All of the entries are to be repeated exactly, with no pictures included.

== Task input

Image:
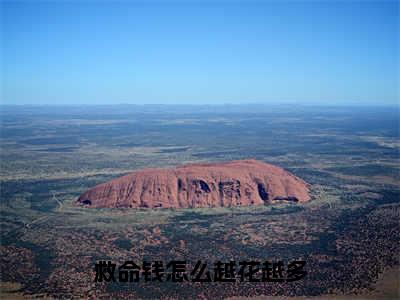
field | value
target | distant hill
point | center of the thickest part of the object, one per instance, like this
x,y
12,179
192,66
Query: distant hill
x,y
235,183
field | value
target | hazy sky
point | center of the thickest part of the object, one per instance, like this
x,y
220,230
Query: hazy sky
x,y
190,53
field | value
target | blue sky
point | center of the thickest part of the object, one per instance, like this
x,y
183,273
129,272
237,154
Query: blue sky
x,y
191,52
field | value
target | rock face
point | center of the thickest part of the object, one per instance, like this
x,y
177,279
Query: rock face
x,y
236,183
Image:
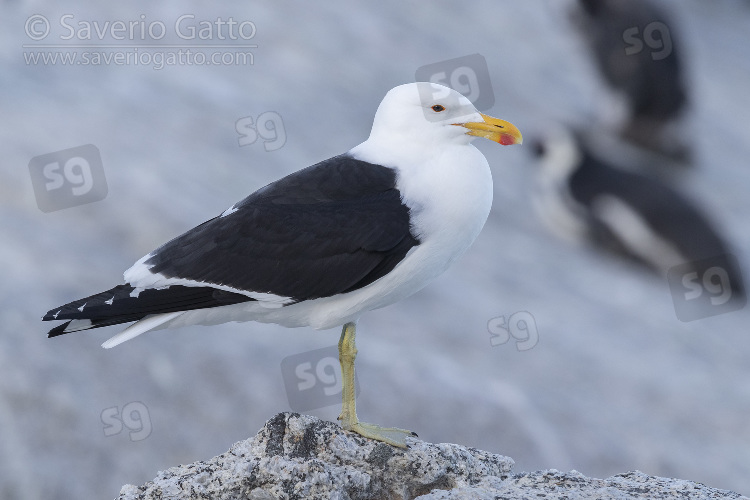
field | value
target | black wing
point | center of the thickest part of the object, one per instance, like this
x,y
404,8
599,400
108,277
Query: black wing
x,y
331,228
125,304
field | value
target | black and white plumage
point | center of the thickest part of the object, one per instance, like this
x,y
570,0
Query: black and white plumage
x,y
635,48
321,246
583,197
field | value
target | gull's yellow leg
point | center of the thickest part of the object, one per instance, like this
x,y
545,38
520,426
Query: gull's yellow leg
x,y
348,417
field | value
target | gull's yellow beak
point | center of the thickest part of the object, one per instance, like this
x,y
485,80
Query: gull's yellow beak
x,y
494,129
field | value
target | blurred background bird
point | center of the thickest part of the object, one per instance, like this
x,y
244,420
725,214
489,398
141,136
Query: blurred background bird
x,y
635,46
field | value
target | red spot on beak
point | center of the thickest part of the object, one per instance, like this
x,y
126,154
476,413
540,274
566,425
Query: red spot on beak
x,y
507,139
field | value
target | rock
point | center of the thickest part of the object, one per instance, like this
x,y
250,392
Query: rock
x,y
301,457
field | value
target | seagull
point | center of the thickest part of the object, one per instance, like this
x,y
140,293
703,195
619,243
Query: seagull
x,y
583,196
638,54
325,244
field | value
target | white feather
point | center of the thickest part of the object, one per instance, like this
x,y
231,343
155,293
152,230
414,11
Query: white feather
x,y
139,327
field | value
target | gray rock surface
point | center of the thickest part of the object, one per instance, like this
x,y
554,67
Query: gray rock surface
x,y
299,456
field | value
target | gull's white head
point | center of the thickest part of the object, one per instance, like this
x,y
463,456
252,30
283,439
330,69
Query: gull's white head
x,y
431,114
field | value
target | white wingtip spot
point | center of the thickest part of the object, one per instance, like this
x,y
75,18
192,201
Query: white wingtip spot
x,y
229,211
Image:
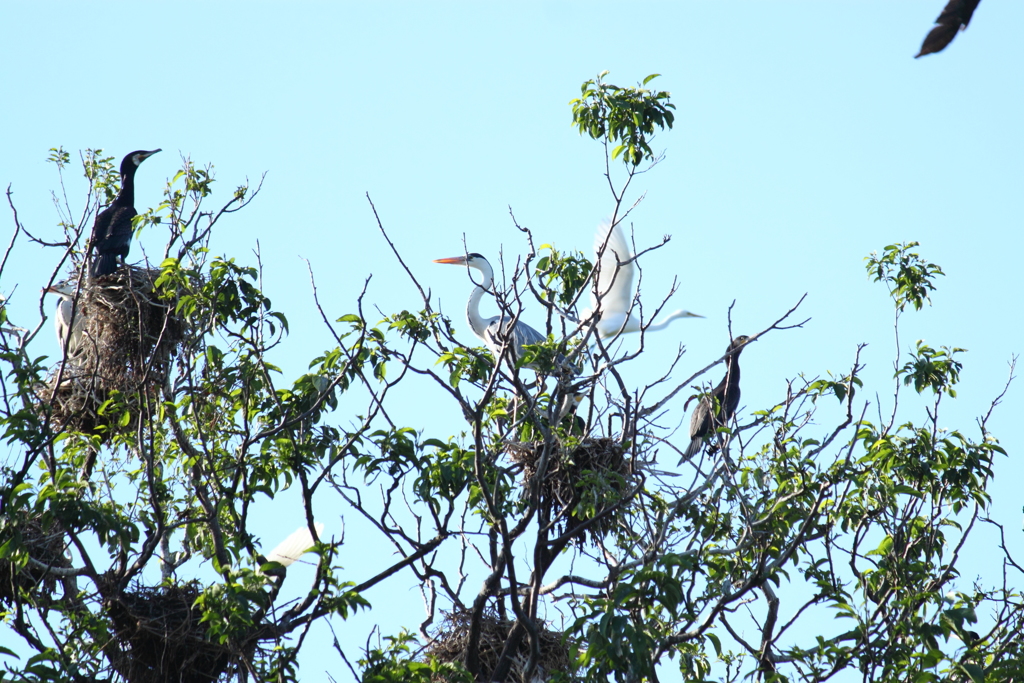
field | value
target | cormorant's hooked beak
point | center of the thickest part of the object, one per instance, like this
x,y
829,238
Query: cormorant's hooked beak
x,y
142,156
453,260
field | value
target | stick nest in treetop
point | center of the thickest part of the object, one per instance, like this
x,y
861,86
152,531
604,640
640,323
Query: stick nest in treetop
x,y
581,482
129,338
450,642
46,545
158,637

====

» Written response:
Image:
field | value
target | distant hill
point | center of the thickest part of the object, one per instance, like this
x,y
12,179
192,66
Query: distant hill
x,y
235,183
field | value
target | hazy sky
point | center of the thickest part of the object, one per instance, like this
x,y
220,230
Query: hazy sky
x,y
190,53
field | value
target | blue sky
point | center of the thickest part of the object, one per instance, like this
x,y
183,273
129,272
237,154
Query: blue sky
x,y
191,52
field | value
target | rock face
point | center of the thickest part of the object, one per instance, like this
x,y
177,279
Query: rock face
x,y
236,183
Image:
field | value
target | black wing
point | center of the thickest part of the object, one per instance, like this
x,y
404,8
599,400
108,277
Query: black wing
x,y
331,228
125,304
field | value
target | black and white plumage
point | center of the thickest part of the object, one per instance, like this
x,y
570,0
Query: black and white plumage
x,y
635,48
321,246
583,197
field | value
target | gull's yellow leg
point | center of the thickest part of the object, one per instance, like this
x,y
545,38
520,426
Query: gull's yellow leg
x,y
348,417
field | value
target | gull's yellow beak
point | center of the thickest part of the object, one per instance, like this
x,y
485,80
Query: gull's yellow beak
x,y
494,129
field | value
target | blurred background bird
point | center of the thickest part of the object, one per instance, like this
x,y
244,420
725,214
489,398
141,136
Query: blurred background bird
x,y
635,46
field | value
target | red spot on beak
point | center of the thickest part of the object, one per instance, like this
x,y
126,154
476,413
540,274
566,425
Query: red spot on beak
x,y
507,139
field | value
target | rock
point | center of the thickest part of the object, one per instance, like this
x,y
250,392
Query: rock
x,y
301,457
field | value
target | seagull
point | center of the thickest part of the object, one per instance, like this
x,y
140,293
703,195
619,243
Query: seagull
x,y
583,196
638,54
325,244
field | value
target | white feather
point | center of the thickest part of the object, one per instance, like this
x,y
231,343
155,293
152,230
414,11
Query: white feather
x,y
139,327
field | value
target | gray rock surface
point | center of the thickest part of the object, one per instance, like this
x,y
554,67
Query: gray rock surface
x,y
299,456
field | value
target | gull's white head
point | center of the thickest part of the object, one per instance, like this
x,y
463,456
252,30
283,439
330,69
Query: gull's white head
x,y
431,114
field | value
target | white wingtip spot
point | center of the thickest part of the object, one per instance, like this
x,y
75,18
192,201
Query: white wingtip spot
x,y
229,211
Image:
field | value
target | cormorant's hooked beak
point | center of the thickest part of the object, one per instance, like this
x,y
829,238
Query: cormorant's hooked beak
x,y
142,156
453,260
field | value
target | stick nest in treetop
point | center of the thickest part of the object, one per instance, like this
x,y
861,86
152,531
604,640
640,323
Query: stick nest in treetop
x,y
581,482
129,338
450,642
46,545
158,637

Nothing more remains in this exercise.